- Exercise: Please output only the lines that run from the line containing "Give the outline of every instance of the man's" through the end of the material below, exactly.

- Data to use:
------------

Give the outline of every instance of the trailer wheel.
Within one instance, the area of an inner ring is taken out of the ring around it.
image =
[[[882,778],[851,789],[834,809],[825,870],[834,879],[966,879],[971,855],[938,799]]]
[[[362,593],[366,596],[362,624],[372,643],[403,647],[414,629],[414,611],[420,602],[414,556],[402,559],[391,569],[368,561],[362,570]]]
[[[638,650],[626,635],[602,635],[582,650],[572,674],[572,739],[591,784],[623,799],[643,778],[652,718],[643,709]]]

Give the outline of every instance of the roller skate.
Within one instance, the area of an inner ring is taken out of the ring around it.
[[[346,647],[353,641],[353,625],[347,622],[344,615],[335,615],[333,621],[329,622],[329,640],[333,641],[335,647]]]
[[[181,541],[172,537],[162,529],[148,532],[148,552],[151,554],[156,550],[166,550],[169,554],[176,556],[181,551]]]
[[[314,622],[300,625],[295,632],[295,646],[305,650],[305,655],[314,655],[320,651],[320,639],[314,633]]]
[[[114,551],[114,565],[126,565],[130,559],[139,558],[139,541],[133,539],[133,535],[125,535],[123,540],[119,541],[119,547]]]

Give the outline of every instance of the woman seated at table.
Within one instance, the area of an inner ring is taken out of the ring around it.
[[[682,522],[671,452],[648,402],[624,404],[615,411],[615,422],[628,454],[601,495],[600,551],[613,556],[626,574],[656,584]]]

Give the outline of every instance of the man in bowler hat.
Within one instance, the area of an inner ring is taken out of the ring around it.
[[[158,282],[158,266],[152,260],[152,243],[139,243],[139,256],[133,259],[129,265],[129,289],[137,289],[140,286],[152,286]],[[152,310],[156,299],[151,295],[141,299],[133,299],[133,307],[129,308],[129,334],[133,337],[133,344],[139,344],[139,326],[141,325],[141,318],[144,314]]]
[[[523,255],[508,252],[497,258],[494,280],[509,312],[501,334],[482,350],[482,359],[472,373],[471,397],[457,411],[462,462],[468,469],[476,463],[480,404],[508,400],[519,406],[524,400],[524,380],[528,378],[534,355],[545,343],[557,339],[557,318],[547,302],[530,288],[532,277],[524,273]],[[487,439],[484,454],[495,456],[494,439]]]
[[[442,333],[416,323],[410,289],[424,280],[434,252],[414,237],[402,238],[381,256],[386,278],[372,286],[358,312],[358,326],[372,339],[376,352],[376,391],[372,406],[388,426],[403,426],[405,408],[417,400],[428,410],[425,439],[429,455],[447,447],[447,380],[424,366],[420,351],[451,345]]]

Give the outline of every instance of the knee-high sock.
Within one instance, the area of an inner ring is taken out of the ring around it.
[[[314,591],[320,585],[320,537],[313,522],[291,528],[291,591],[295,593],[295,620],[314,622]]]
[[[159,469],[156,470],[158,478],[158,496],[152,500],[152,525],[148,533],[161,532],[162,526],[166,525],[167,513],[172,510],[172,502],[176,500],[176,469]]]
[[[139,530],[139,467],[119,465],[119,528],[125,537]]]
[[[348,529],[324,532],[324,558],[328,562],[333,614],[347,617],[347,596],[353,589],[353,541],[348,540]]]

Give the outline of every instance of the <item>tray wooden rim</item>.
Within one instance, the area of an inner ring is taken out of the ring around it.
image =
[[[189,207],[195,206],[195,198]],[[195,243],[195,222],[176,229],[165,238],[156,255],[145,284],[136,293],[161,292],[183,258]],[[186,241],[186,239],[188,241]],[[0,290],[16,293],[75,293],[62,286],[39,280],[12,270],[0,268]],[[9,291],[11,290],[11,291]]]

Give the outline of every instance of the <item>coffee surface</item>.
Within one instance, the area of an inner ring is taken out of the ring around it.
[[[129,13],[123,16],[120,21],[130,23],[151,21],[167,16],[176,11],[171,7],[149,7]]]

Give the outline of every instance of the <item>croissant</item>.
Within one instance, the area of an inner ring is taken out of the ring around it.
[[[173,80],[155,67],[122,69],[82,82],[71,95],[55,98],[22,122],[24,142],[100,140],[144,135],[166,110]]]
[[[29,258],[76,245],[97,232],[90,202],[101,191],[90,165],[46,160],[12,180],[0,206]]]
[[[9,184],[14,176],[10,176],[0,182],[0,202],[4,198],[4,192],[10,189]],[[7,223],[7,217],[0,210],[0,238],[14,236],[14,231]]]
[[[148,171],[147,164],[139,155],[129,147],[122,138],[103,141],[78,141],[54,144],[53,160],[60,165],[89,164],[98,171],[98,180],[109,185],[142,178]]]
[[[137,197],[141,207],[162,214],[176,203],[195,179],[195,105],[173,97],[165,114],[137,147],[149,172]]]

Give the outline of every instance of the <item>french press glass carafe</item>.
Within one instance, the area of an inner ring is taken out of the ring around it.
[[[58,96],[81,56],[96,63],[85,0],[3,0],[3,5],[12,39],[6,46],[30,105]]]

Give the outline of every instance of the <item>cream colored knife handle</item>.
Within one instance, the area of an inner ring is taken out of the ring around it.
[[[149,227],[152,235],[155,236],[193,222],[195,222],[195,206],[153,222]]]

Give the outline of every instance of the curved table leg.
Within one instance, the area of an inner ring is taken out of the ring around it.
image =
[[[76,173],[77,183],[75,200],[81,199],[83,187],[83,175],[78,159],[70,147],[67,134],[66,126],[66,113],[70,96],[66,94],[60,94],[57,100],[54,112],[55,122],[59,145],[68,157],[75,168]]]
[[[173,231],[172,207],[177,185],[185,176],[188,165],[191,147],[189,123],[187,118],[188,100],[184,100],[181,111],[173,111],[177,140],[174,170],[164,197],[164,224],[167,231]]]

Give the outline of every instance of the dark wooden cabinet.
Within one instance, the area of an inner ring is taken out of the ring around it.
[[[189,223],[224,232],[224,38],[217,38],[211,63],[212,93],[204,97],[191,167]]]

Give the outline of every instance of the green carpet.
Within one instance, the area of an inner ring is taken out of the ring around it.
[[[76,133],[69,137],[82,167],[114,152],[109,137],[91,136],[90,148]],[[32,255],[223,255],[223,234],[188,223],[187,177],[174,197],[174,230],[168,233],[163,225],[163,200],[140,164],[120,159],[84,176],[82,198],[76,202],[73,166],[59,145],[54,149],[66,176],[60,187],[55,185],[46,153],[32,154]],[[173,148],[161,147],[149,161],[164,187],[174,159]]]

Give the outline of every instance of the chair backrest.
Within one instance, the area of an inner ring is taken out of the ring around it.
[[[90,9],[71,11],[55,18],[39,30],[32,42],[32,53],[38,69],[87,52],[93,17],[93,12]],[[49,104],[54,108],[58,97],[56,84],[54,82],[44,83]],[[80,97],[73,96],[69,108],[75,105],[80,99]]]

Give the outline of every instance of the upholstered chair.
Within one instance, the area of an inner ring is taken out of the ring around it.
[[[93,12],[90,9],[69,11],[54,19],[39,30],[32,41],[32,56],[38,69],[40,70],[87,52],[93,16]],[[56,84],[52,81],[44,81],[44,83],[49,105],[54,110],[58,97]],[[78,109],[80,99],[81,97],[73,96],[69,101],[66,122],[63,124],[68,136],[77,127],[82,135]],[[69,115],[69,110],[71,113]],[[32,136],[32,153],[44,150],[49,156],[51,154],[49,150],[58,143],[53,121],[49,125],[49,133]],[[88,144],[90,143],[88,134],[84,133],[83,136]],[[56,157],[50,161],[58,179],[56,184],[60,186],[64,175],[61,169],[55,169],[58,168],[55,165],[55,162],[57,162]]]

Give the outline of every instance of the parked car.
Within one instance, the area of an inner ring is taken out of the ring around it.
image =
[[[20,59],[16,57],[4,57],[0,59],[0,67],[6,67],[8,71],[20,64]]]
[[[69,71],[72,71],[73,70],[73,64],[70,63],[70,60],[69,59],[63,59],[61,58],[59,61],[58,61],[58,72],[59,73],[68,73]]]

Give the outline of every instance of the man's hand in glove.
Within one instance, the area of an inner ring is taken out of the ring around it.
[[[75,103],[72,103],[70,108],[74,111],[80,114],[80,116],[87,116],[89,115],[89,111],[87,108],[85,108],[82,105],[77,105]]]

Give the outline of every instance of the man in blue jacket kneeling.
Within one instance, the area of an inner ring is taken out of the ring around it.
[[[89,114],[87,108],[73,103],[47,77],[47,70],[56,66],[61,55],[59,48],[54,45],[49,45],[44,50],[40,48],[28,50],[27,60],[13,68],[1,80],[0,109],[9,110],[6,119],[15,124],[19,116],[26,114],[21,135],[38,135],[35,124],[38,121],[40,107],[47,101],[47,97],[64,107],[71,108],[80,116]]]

------------

- Solution to this task:
Give the outline of every instance of the man's hand in glove.
Within one instance, the area of an inner ring is taken out of the ring around it.
[[[75,103],[72,103],[70,108],[74,111],[80,114],[80,116],[87,116],[89,115],[89,111],[87,108],[85,108],[82,105],[77,105]]]

Give the outline of every instance of the man in blue jacket kneeling.
Within one instance, the area of an inner ring is taken out of the ring around it.
[[[89,114],[87,108],[73,103],[47,77],[47,70],[56,66],[61,55],[59,48],[54,45],[49,45],[44,50],[40,48],[28,50],[27,60],[13,68],[1,80],[0,109],[9,110],[6,119],[15,124],[19,116],[26,114],[21,135],[38,135],[35,124],[38,121],[40,107],[47,101],[47,97],[64,107],[71,108],[80,116]]]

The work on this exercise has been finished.